**RECORDS SUPPLIED:**
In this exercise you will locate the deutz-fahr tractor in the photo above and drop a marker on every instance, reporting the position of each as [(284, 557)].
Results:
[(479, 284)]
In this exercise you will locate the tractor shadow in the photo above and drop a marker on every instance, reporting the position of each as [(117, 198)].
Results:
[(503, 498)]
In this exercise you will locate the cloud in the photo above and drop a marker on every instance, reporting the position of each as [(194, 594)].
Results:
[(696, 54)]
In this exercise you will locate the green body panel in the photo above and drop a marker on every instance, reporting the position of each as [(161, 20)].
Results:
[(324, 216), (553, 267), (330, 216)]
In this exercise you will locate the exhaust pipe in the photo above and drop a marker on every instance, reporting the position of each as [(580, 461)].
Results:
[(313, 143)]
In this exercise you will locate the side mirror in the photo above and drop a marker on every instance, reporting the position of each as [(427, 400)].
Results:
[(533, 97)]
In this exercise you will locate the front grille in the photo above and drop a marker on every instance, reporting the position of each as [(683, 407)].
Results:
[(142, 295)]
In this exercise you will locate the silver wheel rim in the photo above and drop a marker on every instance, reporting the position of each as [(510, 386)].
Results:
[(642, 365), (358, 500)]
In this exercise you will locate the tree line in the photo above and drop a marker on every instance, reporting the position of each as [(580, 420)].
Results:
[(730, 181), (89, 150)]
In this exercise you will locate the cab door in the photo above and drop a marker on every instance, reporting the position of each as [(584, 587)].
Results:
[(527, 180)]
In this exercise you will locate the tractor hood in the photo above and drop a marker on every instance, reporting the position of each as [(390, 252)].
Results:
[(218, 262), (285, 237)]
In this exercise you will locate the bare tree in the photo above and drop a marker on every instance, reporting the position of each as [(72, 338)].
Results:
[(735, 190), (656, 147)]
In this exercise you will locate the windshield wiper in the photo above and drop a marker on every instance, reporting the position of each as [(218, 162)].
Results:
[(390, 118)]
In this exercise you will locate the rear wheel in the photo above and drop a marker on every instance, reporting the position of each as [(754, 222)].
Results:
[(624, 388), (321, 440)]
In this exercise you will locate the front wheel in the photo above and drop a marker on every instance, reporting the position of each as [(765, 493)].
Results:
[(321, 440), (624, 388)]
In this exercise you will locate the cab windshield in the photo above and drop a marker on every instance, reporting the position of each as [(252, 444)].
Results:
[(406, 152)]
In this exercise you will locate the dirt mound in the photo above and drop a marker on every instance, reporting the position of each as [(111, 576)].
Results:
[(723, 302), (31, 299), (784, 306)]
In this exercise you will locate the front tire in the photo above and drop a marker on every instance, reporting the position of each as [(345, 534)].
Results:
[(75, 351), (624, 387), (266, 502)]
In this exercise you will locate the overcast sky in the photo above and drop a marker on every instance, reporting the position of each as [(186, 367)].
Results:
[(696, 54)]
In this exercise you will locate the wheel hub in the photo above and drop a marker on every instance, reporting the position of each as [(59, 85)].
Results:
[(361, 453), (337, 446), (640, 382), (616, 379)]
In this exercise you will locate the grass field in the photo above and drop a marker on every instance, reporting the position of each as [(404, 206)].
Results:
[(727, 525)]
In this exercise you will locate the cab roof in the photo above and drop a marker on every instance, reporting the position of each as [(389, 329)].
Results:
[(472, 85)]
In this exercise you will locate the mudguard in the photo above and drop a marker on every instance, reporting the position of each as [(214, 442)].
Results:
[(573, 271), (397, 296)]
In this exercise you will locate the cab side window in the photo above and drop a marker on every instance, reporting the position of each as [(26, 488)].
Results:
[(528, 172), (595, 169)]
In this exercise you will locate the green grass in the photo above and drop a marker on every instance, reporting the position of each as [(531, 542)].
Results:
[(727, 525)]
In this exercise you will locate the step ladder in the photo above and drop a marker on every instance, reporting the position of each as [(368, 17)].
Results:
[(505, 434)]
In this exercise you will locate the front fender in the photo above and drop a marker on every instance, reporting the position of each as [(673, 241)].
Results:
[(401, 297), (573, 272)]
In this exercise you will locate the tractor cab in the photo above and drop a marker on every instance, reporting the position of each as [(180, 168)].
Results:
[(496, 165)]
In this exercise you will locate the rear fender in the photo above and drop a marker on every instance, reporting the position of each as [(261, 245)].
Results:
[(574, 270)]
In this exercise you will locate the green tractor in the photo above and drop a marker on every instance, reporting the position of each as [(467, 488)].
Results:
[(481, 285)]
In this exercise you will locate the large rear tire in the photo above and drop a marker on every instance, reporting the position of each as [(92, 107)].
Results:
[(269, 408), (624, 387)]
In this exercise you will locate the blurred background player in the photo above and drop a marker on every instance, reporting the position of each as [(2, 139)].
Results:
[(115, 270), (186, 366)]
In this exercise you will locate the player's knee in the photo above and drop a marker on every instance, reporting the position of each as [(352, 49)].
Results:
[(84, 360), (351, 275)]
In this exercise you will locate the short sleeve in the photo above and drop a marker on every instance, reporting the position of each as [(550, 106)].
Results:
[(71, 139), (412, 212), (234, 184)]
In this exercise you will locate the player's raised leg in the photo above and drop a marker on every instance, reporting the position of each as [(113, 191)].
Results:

**GIVEN REQUEST:** Rewrite all of the records above, substituting "place a pin" for every occurrence of "drop a marker" and leaving everything else unchanged.

**EXPECTED ANSWER:**
In this exercise you will locate the deutz-fahr tractor in the photo above and place a pin on every instance, reporting the position of each as [(284, 557)].
Results:
[(479, 284)]
In this exercise you will locate the tractor shadow in the photo above and place a pin on every instance, reporting the position of each as [(117, 198)].
Results:
[(503, 498)]
In this exercise you will locate the cloud in the photo above and place a pin on every instance, reporting the position of each as [(194, 594)].
Results:
[(696, 54)]
In this exercise you will locate the green body panel in the photo above and place a pin on every instance, reporting the position of each as [(161, 20)].
Results:
[(324, 216), (553, 267), (330, 216)]
In this exercise you will locate the exhaust pipe in the photo above and place a pin on every instance, reporting the position of each as [(580, 461)].
Results:
[(313, 143)]
In this exercise you will locate the side mirror in the photo above and place a pin on every instance, reporting the position of each as [(427, 400)].
Results:
[(533, 97)]
In this exercise you will locate the front grille in the photo above and place a pin on every instance, reporting the position of each as [(683, 407)].
Results:
[(142, 295)]
In this exercise you will locate the silver wheel rim in the photo above and place a pin on every instance, reporting the position of each as [(510, 386)].
Results:
[(642, 365), (358, 500)]
In this exercise you will locate the tree line in the photo above and place a pin on every instance, reporting the position of each as [(580, 420)].
Results:
[(730, 181), (89, 150)]
In this exercise you will locate the cab door in the photo above and place a pin on every instance, reporting the position of each as [(584, 587)].
Results:
[(527, 180)]
In this exercise you will locate the tractor hood in the photo above and place a pin on every instance, reporting the position of each as [(390, 252)].
Results:
[(218, 262), (285, 237)]
In this exercise you will locate the bare tree in the photo above and place a pin on every instance, reporting the position of each as [(72, 338)].
Results:
[(735, 190), (656, 147)]
In this exercise you will locate the windshield wiper in the photo above and place a pin on every instance, reporting the position of each as [(218, 162)].
Results:
[(390, 118)]
In this exercise you will locate the rear wheel in the photo above and place a pin on every instance, reporting the position of each as [(754, 222)].
Results:
[(624, 388), (321, 440)]
In this exercise you will locate the front wheel in the photo above and place a pin on every instance, reporting the position of each as [(765, 493)].
Results:
[(321, 440), (624, 388)]
In this exercise you will locate the cab windshield in the photo above and place a pin on every instance, reporting the position of each as [(252, 444)].
Results:
[(406, 152)]
In this exercise you will locate the dirt mound in the photo above and place a pin on every instance, reporting the position of each as [(111, 576)].
Results:
[(723, 302), (31, 299), (784, 306)]
In this exercise you will locate the front tire in the photo above and place a pin on every instance, reporting the position of each as [(345, 534)].
Results:
[(75, 351), (624, 387), (266, 502)]
In this exercise you will locate the overcast sky in the photo above and place a pin on every instance, reporting the position of each as [(186, 367)].
Results:
[(696, 54)]
In this exercise you will locate the wheel hub in the photo above and place a pin on every instance, reporting the position of each as [(59, 85)].
Results:
[(361, 453), (337, 446), (640, 382), (616, 379)]
In this exercise you will locate the grass field in the photo above and place a pin on every instance, reporting the position of each as [(404, 206)].
Results:
[(727, 525)]
In this exercise you will locate the cab roof in the photo above and place a pin on every instance, reporting the position of each as [(389, 329)].
Results:
[(472, 85)]
In this exercise you will locate the mudguard in the photo above and place a pin on every instance, reporting the position of each as [(214, 442)].
Results:
[(573, 271), (397, 296)]
In this exercise you will locate the cab side window in the photo above and place a pin on every instance, reporting the position of each as [(26, 488)].
Results:
[(528, 172), (595, 169)]
In this exercise you will locate the green grass in the photo above and place a pin on every instance, reporting the position of each as [(531, 542)].
Results:
[(727, 525)]
In this exercise you will locate the step ladder in the photo above and place a pin on every instance, reporting the position of each as [(368, 17)].
Results:
[(505, 434)]
In this exercise you will locate the front fender in the photo above and place a pin on every instance, reporting the position of each as [(673, 241)].
Results:
[(401, 297), (573, 272)]
In this exercise you will locate the tractor cab in the photo above and place a pin on every instance, reporting the position of each as [(180, 168)].
Results:
[(496, 165)]
In this exercise you will locate the rear fender in the photo above and place a pin on every instance, reporting the position of each as [(261, 245)].
Results:
[(574, 270)]
In this exercise you will locate the green tractor in the photo above and place a pin on every instance, reporting the position of each as [(467, 488)].
Results:
[(481, 285)]
In this exercise you will locate the large rear tire in the photo above and place a pin on every instance, reporting the position of each as [(92, 107)].
Results:
[(269, 408), (624, 387)]
In this exercise you will locate the blurred background player in the photo above and place a pin on every instance, reporting the position of each as [(2, 139)].
Results:
[(115, 270), (186, 366)]
In this exercise you will locate the player's knee in the photo above and place a pin on every instance, reporting the position of each as [(352, 49)].
Results:
[(84, 360), (351, 275)]
In this exercise you will locate the short sleeve in the photo above and place a pin on every instance, reporting the position of each as [(550, 106)].
Results:
[(71, 139), (412, 212), (234, 184)]
In this exercise you will locate the player's raised leg in the photo above and place a pin on every instance, reporting the position of each as [(113, 191)].
Results:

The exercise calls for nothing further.